ASSIGNMENT: Give back each line of the material that contains the word "handle".

_____

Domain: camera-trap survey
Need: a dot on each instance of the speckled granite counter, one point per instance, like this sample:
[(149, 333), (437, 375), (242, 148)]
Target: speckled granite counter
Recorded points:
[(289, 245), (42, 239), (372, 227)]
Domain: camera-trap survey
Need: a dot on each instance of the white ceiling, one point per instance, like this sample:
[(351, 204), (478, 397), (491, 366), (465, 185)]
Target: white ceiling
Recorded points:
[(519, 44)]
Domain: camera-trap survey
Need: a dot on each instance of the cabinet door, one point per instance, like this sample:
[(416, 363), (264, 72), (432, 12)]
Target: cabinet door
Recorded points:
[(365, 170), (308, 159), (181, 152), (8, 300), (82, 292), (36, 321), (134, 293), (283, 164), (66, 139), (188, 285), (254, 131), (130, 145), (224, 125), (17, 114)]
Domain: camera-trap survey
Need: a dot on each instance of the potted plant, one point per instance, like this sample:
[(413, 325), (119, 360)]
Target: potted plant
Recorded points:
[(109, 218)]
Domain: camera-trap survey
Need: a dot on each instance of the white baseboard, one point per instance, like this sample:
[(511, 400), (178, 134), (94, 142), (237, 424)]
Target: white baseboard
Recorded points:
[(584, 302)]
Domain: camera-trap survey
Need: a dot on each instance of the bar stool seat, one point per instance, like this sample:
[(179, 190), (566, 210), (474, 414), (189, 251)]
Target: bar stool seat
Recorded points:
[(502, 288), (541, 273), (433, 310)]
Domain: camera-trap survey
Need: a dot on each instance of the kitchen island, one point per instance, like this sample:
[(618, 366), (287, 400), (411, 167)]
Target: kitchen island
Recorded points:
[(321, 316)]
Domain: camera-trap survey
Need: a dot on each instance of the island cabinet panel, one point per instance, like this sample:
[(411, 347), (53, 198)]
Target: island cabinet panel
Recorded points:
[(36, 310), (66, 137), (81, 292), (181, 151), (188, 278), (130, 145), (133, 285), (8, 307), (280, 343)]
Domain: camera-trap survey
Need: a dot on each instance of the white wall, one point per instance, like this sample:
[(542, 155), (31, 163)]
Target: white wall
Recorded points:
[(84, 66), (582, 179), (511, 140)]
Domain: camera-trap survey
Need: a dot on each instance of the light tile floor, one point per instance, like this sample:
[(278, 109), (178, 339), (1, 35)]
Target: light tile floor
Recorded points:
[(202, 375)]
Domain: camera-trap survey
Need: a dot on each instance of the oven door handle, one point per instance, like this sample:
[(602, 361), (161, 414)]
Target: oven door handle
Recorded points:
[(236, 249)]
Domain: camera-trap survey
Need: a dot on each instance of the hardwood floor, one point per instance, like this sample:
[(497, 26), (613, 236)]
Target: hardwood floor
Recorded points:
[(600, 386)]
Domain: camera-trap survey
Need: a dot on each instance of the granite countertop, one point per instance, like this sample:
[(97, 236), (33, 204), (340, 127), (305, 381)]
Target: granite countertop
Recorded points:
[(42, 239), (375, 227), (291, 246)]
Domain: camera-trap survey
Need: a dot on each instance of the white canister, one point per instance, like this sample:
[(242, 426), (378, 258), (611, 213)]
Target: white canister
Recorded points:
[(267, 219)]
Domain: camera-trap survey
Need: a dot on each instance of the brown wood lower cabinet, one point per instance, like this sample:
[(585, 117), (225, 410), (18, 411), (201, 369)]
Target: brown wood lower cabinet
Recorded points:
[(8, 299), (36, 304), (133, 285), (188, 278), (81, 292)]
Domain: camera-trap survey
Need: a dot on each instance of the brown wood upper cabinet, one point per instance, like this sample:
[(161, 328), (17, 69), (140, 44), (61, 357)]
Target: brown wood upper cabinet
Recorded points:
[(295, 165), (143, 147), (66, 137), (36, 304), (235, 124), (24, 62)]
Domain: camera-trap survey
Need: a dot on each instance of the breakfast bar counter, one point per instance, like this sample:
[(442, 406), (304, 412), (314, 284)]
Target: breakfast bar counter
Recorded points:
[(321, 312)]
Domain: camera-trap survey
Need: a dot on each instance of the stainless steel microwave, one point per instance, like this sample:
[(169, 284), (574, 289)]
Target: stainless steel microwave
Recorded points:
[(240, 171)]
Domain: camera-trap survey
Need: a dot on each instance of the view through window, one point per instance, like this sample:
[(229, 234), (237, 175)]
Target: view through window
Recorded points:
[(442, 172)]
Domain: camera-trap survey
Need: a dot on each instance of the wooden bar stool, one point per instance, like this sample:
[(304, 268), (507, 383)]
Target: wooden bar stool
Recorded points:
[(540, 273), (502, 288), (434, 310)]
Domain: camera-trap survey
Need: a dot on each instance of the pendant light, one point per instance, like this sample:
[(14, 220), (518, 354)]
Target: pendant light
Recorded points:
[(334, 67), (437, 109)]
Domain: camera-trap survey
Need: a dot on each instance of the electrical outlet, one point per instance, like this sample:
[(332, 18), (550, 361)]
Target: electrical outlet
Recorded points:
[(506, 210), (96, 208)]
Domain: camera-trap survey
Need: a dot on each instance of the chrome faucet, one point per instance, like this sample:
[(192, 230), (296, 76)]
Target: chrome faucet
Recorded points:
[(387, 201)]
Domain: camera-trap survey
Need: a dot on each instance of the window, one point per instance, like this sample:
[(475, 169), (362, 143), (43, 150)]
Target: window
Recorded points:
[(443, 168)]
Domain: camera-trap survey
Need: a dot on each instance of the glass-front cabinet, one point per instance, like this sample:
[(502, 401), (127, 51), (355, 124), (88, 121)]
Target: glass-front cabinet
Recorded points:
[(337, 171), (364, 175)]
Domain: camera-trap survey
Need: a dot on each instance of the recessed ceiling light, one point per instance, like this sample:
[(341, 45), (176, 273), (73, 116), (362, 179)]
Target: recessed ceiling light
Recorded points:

_____

REPLY TO THE TASK:
Need: a dot on each instance of the oven door handle, one point per instance, like this sample:
Target: oven door handle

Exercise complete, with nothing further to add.